Lon Landau

Uit Wikipedia, de vrije encyclopedie
Lon Landau

Lon Landau (Antwerpen, 19 juni 1910 - Bergen-Belsen, na 15 april 1945) was een schilder, regisseur en ook de eerste erkende decorontwerper bij de Koninklijke Nederlandsche Schouwburg in Antwerpen. Hij overleed in het concentratiekamp Bergen-Belsen in 1945.

Lon Landau was de zoon van Wolff Landau en Amalie Springer (gestorven in augustus 1946).

Landau verkreeg op 26 november 1926 de Belgische nationaliteit. Hij deed zijn militaire dienst in 1936 als soldaat, IIe bataljon, 4e batterij, 2e artillerieregiment.

Avant-gardist en decorontwerper[bewerken | brontekst bewerken]

Landau werkte onder meer samen met regisseur en speler bij het Brusselse Vlaamsche Volkstooneel Johan de Meester junior en met de componist van Joodse afkomst Daan Sternefeld, die in tegenstelling tot Landau tijdens de bezetting wel aan deportatie zal ontsnappen.[1] Landau gold als lievelingsleerling van (toneel)auteur Herman Teirlinck.[2]

Landau was in de jaren ’30 van de 20ste eeuw actief bij de avant-garde groep ‘111’. [3] Aan deze groep waren ook Jan Brouwers, Angèle Delen, Jet Naessens, Luc Philips, Martha de Wachter en Cara van Wersch verbonden. Groep ’111’ repeteerde op een zolderkamer boven een kolenhandelaar in een steegje aan de Kroonstraat in Borgerhout. De groep beoefende in die jaren met veel idealisme en weinig middelen het genre van het ’spreekkoor’. Deze spreekkoren gelden als een vroege vorm van ’multidisciplinair theater’.[4]

Landau verbleef een tijd in Palestina, maar keerde met malaria naar Europa terug. [5]

Landau, zelf ook een Jood, was betrokken bij de Belgische première op 8 januari 1938 van het toneelstuk De Zachte Keel, dat eerst in Duitsland in première was gegaan, maar dat na honderden voorstellingen op een wenk van hogerhand werd afgebroken vanwege de vroegere samenwerking van toneelauteur Felix Timmermans met de Jood Eduard Veterman, hoewel dit toen niet met zoveel woorden als oorzaak werd opgegeven.[6]

Hij verbleef van 1929 tot 1940 in Berchem, op de Lode Van Berckenlaan, 34.

Bezetting en deportatie[bewerken | brontekst bewerken]

Tijdens de bezetting van België door nazi-Duitsland verblijft hij in de Aurorastraat 1 in Brussel en, tussen 1941 en 1943, op de Waversesteenweg 109, in Elsene.

Getoond materiaal:

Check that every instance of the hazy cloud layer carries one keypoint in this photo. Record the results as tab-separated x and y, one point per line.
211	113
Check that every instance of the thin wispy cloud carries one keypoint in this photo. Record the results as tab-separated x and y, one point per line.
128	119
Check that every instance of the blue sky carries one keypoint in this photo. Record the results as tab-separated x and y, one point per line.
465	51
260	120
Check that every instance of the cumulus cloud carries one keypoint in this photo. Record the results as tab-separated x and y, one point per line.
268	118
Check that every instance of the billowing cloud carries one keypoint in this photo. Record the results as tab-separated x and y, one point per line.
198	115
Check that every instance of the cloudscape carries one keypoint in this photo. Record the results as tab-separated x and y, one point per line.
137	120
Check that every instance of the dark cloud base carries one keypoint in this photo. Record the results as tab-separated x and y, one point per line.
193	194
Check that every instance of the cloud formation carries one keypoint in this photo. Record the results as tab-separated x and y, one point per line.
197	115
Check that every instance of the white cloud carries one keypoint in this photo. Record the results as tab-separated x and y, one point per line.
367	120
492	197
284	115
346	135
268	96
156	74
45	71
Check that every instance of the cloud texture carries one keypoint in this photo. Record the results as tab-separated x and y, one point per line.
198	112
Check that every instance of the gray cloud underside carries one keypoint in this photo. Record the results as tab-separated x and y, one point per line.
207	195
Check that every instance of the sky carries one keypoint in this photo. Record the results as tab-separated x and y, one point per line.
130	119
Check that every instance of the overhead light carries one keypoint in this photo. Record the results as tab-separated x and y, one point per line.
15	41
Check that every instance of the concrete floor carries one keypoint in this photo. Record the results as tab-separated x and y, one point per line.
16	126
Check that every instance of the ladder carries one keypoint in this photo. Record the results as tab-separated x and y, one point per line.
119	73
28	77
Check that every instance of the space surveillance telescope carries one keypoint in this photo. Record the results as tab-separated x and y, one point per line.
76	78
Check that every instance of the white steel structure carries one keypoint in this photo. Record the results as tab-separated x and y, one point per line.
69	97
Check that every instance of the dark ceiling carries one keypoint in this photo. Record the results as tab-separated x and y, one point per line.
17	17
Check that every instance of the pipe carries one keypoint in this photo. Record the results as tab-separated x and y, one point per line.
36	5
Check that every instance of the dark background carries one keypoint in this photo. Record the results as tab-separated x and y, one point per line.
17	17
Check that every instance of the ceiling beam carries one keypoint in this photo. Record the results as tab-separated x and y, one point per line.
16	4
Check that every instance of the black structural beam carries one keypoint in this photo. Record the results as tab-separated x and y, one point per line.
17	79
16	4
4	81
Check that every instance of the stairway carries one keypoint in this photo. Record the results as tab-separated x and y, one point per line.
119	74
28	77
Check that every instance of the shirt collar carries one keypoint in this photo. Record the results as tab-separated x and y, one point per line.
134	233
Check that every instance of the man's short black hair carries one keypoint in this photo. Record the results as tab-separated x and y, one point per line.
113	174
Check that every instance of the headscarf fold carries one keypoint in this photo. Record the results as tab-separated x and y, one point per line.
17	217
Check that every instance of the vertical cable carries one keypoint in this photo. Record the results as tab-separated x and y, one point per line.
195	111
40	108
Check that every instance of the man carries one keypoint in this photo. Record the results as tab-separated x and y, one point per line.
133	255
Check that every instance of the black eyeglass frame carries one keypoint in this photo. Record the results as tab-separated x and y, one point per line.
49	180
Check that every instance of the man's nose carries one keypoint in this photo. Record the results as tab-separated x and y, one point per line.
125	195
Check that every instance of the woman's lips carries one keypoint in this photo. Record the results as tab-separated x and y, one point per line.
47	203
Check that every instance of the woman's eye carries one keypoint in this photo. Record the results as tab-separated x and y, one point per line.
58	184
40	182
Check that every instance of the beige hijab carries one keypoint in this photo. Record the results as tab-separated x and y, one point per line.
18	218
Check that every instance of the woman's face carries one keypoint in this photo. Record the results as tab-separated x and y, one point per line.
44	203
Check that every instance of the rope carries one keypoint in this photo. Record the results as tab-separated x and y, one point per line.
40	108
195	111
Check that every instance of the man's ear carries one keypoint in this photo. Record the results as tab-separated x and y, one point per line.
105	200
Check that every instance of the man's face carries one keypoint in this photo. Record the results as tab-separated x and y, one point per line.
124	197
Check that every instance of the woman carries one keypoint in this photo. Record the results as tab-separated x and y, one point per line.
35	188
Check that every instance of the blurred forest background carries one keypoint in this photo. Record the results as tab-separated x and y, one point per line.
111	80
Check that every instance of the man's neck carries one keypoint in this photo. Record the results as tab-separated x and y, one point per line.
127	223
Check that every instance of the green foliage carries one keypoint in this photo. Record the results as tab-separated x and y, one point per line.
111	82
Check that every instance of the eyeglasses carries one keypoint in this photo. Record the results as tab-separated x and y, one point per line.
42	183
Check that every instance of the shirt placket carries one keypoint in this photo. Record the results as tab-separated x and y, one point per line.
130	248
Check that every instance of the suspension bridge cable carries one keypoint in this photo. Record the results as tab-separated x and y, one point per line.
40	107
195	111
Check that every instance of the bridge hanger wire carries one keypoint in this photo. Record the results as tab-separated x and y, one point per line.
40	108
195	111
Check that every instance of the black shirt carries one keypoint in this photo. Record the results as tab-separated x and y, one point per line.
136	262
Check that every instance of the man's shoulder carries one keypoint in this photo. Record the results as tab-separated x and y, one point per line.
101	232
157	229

Opdrachten:
1) Herschrijf het deel van de tekst over Lon Landau dat begint met de woorden "Lon Landau was" en eindigt met "batterij, 2e artillerieregiment.". Vervang daarin "soldaat" door "dienstplichtige".
2) Welke personen waren volgens de tekst over Lon Landau, naast Landau zelf, verbonden aan de avant-gardegroep ‘111’? Noem ze allemaal.

Antwoorden:
1)
Lon Landau was de zoon van Wolff Landau en Amalie Springer (gestorven in augustus 1946).

Landau verkreeg op 26 november 1926 de Belgische nationaliteit. Hij deed zijn militaire dienst in 1936 als dienstplichtige, IIe bataljon, 4e batterij, 2e artillerieregiment.

2) Jan Brouwers, Angèle Delen, Jet Naessens, Luc Philips, Martha de Wachter en Cara van Wersch.